BEGIN DATASET

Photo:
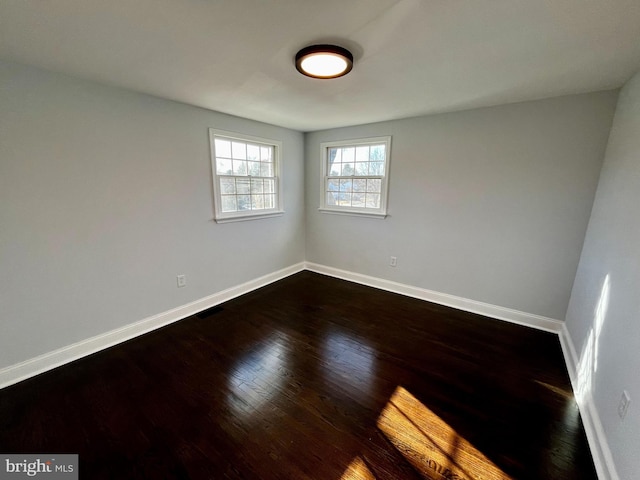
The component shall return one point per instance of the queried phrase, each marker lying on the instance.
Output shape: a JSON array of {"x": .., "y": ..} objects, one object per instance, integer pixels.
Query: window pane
[
  {"x": 374, "y": 185},
  {"x": 253, "y": 152},
  {"x": 373, "y": 200},
  {"x": 377, "y": 153},
  {"x": 344, "y": 199},
  {"x": 229, "y": 203},
  {"x": 347, "y": 169},
  {"x": 227, "y": 186},
  {"x": 256, "y": 185},
  {"x": 239, "y": 150},
  {"x": 357, "y": 200},
  {"x": 254, "y": 168},
  {"x": 266, "y": 170},
  {"x": 359, "y": 185},
  {"x": 257, "y": 202},
  {"x": 334, "y": 159},
  {"x": 362, "y": 168},
  {"x": 348, "y": 154},
  {"x": 223, "y": 148},
  {"x": 244, "y": 202},
  {"x": 362, "y": 153},
  {"x": 376, "y": 168},
  {"x": 269, "y": 201},
  {"x": 224, "y": 166},
  {"x": 269, "y": 186},
  {"x": 335, "y": 155},
  {"x": 239, "y": 167},
  {"x": 243, "y": 185}
]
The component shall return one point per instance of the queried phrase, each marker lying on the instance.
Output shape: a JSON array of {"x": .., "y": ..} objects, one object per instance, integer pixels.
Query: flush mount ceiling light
[{"x": 324, "y": 61}]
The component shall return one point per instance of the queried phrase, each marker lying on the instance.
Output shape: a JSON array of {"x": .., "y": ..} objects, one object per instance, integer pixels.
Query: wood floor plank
[{"x": 311, "y": 378}]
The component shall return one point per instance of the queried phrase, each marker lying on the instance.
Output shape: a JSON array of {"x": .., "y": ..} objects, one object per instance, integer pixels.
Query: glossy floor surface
[{"x": 311, "y": 378}]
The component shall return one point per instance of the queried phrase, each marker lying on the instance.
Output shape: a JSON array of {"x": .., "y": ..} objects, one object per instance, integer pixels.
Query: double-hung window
[
  {"x": 246, "y": 176},
  {"x": 355, "y": 176}
]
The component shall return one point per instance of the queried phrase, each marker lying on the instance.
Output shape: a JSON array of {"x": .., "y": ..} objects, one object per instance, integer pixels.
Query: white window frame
[
  {"x": 379, "y": 213},
  {"x": 223, "y": 217}
]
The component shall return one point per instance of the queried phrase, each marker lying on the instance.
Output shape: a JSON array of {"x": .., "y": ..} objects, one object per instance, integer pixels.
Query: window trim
[
  {"x": 225, "y": 217},
  {"x": 380, "y": 213}
]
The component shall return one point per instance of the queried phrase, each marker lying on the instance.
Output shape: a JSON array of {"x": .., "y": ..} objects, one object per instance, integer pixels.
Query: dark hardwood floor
[{"x": 311, "y": 378}]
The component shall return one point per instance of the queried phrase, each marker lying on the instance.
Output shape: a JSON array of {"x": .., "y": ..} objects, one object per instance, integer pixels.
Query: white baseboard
[
  {"x": 493, "y": 311},
  {"x": 48, "y": 361},
  {"x": 600, "y": 451},
  {"x": 595, "y": 434}
]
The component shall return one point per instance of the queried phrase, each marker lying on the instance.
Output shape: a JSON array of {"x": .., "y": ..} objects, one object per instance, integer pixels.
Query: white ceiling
[{"x": 412, "y": 57}]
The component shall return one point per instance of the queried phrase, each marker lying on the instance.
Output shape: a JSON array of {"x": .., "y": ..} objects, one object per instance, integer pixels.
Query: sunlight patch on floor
[
  {"x": 430, "y": 445},
  {"x": 357, "y": 470}
]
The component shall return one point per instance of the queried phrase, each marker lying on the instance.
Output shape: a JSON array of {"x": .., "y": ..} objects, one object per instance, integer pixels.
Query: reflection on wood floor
[{"x": 312, "y": 378}]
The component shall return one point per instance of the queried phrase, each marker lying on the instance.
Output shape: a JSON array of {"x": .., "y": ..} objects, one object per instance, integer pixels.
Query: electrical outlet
[{"x": 623, "y": 406}]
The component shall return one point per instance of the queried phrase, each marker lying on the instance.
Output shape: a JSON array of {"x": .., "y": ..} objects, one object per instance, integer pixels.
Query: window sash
[
  {"x": 358, "y": 194},
  {"x": 239, "y": 194}
]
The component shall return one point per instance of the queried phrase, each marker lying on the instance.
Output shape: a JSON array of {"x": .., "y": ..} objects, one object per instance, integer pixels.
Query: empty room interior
[{"x": 217, "y": 262}]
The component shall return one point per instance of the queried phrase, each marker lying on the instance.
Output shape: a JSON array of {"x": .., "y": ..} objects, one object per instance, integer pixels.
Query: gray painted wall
[
  {"x": 490, "y": 204},
  {"x": 603, "y": 318},
  {"x": 105, "y": 196}
]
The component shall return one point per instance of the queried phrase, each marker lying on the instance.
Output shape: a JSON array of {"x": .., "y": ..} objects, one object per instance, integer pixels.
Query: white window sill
[
  {"x": 357, "y": 213},
  {"x": 243, "y": 218}
]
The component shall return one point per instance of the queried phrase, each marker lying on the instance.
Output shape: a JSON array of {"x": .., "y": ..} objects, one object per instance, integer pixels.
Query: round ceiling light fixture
[{"x": 324, "y": 61}]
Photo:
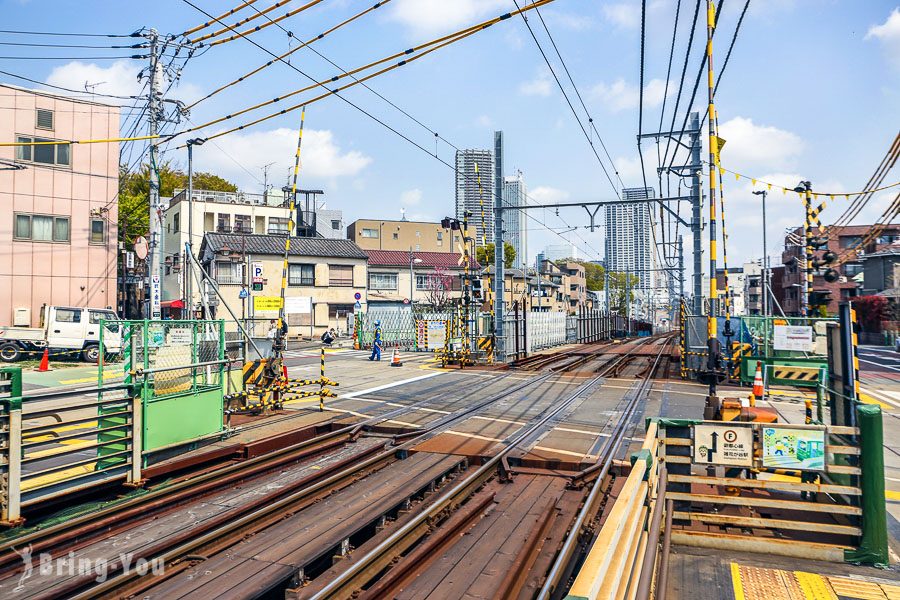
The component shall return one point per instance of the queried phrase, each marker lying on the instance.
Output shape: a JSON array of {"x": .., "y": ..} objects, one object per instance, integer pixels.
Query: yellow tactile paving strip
[{"x": 756, "y": 583}]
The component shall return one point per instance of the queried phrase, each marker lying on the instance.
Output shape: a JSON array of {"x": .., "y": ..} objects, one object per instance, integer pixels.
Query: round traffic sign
[{"x": 141, "y": 247}]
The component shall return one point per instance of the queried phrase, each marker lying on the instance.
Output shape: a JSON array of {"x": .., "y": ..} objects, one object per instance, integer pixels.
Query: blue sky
[{"x": 811, "y": 92}]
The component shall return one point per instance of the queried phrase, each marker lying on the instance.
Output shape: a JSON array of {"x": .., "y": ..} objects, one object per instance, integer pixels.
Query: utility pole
[
  {"x": 711, "y": 410},
  {"x": 805, "y": 188},
  {"x": 499, "y": 341},
  {"x": 153, "y": 309}
]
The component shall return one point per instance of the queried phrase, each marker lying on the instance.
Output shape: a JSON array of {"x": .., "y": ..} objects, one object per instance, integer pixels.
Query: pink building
[{"x": 58, "y": 204}]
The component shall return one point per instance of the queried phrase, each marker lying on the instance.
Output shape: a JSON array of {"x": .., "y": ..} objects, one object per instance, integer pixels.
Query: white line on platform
[
  {"x": 872, "y": 362},
  {"x": 390, "y": 385}
]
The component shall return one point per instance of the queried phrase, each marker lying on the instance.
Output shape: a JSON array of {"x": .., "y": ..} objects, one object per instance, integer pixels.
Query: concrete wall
[{"x": 75, "y": 273}]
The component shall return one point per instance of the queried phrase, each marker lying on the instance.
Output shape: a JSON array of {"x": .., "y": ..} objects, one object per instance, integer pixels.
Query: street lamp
[
  {"x": 765, "y": 265},
  {"x": 189, "y": 245},
  {"x": 412, "y": 278}
]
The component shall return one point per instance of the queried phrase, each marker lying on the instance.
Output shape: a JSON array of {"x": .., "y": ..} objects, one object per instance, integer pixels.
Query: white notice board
[
  {"x": 723, "y": 445},
  {"x": 793, "y": 337}
]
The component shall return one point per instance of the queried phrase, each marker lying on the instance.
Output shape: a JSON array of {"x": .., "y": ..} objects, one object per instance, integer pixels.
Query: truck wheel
[
  {"x": 10, "y": 352},
  {"x": 91, "y": 354}
]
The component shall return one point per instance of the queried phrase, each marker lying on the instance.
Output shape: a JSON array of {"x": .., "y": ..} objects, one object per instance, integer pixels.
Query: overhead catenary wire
[
  {"x": 289, "y": 52},
  {"x": 241, "y": 6},
  {"x": 566, "y": 96},
  {"x": 394, "y": 130},
  {"x": 448, "y": 39},
  {"x": 431, "y": 130},
  {"x": 591, "y": 121}
]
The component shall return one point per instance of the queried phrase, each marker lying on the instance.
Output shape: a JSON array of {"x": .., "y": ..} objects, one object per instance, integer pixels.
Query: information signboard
[
  {"x": 723, "y": 445},
  {"x": 793, "y": 337},
  {"x": 789, "y": 448},
  {"x": 266, "y": 303}
]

END DATASET

* _TASK TO CARRY OUT_
Pick out each line of the listing above that contains the string "wall" and copy those lines in full.

* _FULL RESPONSE_
Query: gray painted wall
Query: concrete wall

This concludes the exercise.